▶ **Selected passage**
— START —

ਪਾਂਇ ਗਹੇ ਜਬ ਤੇ ਤੁਮਰੇ ਤਬ ਤੇ ਕੋਊ ਆਂਖ ਤਰੇ ਨਹੀ ਆਨਿਯੋ ॥ ਰਾਮ ਰਹੀਮ ਪੁਰਾਨ ਕੁਰਾਨ ਅਨੇਕ ਕਹੈਂ ਮਤਿ ਏਕ ਨ ਮਾਨਿਯੋ ॥
O God ! the day when I caught hold of your feet, I do not bring anyone else under my sight; none other is liked by me now; the Puranas and the Quran try to know Thee by the names of Ram and Rahim and talk about you through several stories, *but I do not accept any of their opinions;*

ਸਿੰਮ੍ਰਿਤਿ ਸਾਸਤ੍ਰ ਬੇਦ ਸਭੈ ਬਹੁ ਭੇਦ ਕਹੈ ਹਮ ਏਕ ਨ ਜਾਨਿਯੋ ॥ ਸ੍ਰੀ ਅਸਿਪਾਨਿ ਕ੍ਰਿਪਾ ਤੁਮਰੀ ਕਰਿ ਮੈ ਨ ਕਹਿਯੋ ਸਭ ਤੋਹਿ ਬਖਾਨਿਯੋ ॥੮੬੩॥
The Simritis, Shastras and Vedas describe several mysteries of yours, *but I do not agree with any of them*. O sword-wielder God! This all has been described by Thy Grace, what power can I have to write all this?.863.


----------



## ActsOfGod (Apr 3, 2014)

Harmanbajwa said:


> ...
> Yes our guru Granth sahib written everything for all this and it has also written the existence of all the hindu deities and then if it is written how can we say that are not worth worshipping , that was my whole point .



Just because I acknowledge that something exists, does not mean that I automatically pledge worship or allegiance to that.  The various Hindu gods and goddesses (Shiva, Brahma, Vishnu, Durga, Saraswati, Ganesh, etc.) may well have existed, but just by saying that they existed doesn't automatically make me their pujari or devotee.  I don't worship them.  Just like I don't worship the CEO of any major corporation, or any President, or any spiritual guru (those are a dime a dozen nowadays).  Sure, they exist.  Some of them even have varying levels of power.  But I won't find what I'm looking for with them.

Furthermore, you have demonstrated such ignorance with your statement above, I don't even know where to start.  You say, "how can we say that are not worth worshipping".  So, just because Lord Krishna exists/(existed), you want to worship him?  Really?  What about the the next god or goddess that is more powerful than Lord Krishna?  What about worshipping him or her?

For the sake of argument, let's just go up the chain of command, all the way to the top.  Who is more powerful than everything and everyone else?  Who is the ultimate authority?  Who answers to no-one?  Well, the ONLY being that occupies that exalted position is Akal Purakh.  So why, why, why, why, why would you give allegiance to a god several rungs lower on the chain of command?  ESPECIALLY when you have been blessed with Sikhi which gives you ultimate VIP privileges from day 1?  Why do you continue to denigrate yourself?

— END —

▶ **Excerpted records**

— START —

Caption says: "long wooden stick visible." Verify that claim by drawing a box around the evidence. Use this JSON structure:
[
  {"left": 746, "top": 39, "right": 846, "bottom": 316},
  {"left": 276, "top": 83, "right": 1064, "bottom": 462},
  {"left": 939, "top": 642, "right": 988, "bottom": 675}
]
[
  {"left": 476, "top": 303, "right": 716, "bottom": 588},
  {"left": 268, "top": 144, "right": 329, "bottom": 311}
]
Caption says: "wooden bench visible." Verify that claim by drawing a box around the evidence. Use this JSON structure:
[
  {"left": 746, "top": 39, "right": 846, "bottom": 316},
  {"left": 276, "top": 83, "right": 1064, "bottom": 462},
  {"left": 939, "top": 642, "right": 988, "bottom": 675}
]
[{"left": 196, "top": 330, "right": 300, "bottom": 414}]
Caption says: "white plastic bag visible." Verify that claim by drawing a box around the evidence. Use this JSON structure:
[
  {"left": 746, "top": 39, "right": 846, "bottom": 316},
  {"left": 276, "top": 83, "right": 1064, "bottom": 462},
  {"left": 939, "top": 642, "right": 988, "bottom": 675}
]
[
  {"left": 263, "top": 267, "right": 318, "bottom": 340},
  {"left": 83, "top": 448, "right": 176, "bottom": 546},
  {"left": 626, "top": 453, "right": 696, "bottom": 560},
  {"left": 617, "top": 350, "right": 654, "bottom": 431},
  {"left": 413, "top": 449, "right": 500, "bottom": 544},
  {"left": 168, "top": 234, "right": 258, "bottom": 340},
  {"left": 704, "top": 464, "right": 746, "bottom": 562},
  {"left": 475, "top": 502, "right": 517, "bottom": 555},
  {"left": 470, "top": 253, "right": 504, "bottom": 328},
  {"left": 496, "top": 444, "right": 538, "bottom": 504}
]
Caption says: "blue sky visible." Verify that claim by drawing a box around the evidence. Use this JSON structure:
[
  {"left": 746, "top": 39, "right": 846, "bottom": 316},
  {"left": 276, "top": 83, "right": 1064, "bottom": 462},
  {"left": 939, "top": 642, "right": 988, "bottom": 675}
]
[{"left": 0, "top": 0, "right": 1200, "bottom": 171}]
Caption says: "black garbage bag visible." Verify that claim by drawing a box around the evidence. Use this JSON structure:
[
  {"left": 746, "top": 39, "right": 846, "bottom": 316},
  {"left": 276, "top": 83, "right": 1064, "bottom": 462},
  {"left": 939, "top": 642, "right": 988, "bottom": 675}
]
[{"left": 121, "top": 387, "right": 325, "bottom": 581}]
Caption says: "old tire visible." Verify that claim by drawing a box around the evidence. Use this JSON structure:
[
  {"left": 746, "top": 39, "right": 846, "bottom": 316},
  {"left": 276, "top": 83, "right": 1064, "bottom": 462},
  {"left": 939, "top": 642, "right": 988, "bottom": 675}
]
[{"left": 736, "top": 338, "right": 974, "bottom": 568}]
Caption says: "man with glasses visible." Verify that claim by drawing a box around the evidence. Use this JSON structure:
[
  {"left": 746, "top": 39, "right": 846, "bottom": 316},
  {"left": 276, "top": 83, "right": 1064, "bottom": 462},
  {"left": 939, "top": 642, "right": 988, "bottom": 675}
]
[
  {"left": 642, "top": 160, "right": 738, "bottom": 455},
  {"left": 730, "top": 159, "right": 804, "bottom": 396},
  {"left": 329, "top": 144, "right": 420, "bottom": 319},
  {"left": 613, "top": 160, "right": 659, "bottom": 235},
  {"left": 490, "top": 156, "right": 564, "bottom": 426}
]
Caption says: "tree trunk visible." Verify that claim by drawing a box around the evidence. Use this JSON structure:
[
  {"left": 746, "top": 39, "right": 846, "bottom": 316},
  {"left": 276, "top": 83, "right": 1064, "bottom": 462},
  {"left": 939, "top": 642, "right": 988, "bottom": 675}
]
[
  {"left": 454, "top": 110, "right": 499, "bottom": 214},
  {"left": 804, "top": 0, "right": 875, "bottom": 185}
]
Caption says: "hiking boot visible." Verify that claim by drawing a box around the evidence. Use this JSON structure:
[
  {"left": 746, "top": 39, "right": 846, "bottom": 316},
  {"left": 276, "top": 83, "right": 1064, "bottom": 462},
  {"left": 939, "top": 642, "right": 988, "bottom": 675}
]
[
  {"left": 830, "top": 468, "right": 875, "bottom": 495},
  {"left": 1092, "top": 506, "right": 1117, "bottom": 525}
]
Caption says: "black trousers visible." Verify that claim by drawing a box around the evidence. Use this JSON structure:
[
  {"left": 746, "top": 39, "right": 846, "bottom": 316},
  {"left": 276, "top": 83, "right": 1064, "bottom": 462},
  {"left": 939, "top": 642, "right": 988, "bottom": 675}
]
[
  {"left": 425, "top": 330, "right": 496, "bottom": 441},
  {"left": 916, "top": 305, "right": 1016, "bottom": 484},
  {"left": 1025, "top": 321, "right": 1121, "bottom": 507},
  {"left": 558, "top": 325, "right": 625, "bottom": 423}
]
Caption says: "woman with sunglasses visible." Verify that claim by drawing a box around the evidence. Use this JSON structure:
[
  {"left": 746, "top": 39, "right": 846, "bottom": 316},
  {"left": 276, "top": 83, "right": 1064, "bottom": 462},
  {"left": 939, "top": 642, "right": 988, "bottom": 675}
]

— END —

▶ **Tasks to complete**
1 – In the forum excerpt, which being does the poster name as the only one occupying the position of ultimate authority?
2 – Rewrite the forum excerpt from "ਪਾਂਇ ਗਹੇ ਜਬ" up to and including "(Apr 3, 2014)", substituting "sword-bearer" for "sword-wielder".
The records are separate material and have no connection to the forum excerpt.

▶ **Responses in order**
1 – Akal Purakh.

2 –
ਪਾਂਇ ਗਹੇ ਜਬ ਤੇ ਤੁਮਰੇ ਤਬ ਤੇ ਕੋਊ ਆਂਖ ਤਰੇ ਨਹੀ ਆਨਿਯੋ ॥ ਰਾਮ ਰਹੀਮ ਪੁਰਾਨ ਕੁਰਾਨ ਅਨੇਕ ਕਹੈਂ ਮਤਿ ਏਕ ਨ ਮਾਨਿਯੋ ॥
O God ! the day when I caught hold of your feet, I do not bring anyone else under my sight; none other is liked by me now; the Puranas and the Quran try to know Thee by the names of Ram and Rahim and talk about you through several stories, *but I do not accept any of their opinions;*

ਸਿੰਮ੍ਰਿਤਿ ਸਾਸਤ੍ਰ ਬੇਦ ਸਭੈ ਬਹੁ ਭੇਦ ਕਹੈ ਹਮ ਏਕ ਨ ਜਾਨਿਯੋ ॥ ਸ੍ਰੀ ਅਸਿਪਾਨਿ ਕ੍ਰਿਪਾ ਤੁਮਰੀ ਕਰਿ ਮੈ ਨ ਕਹਿਯੋ ਸਭ ਤੋਹਿ ਬਖਾਨਿਯੋ ॥੮੬੩॥
The Simritis, Shastras and Vedas describe several mysteries of yours, *but I do not agree with any of them*. O sword-bearer God! This all has been described by Thy Grace, what power can I have to write all this?.863.


----------



## ActsOfGod (Apr 3, 2014)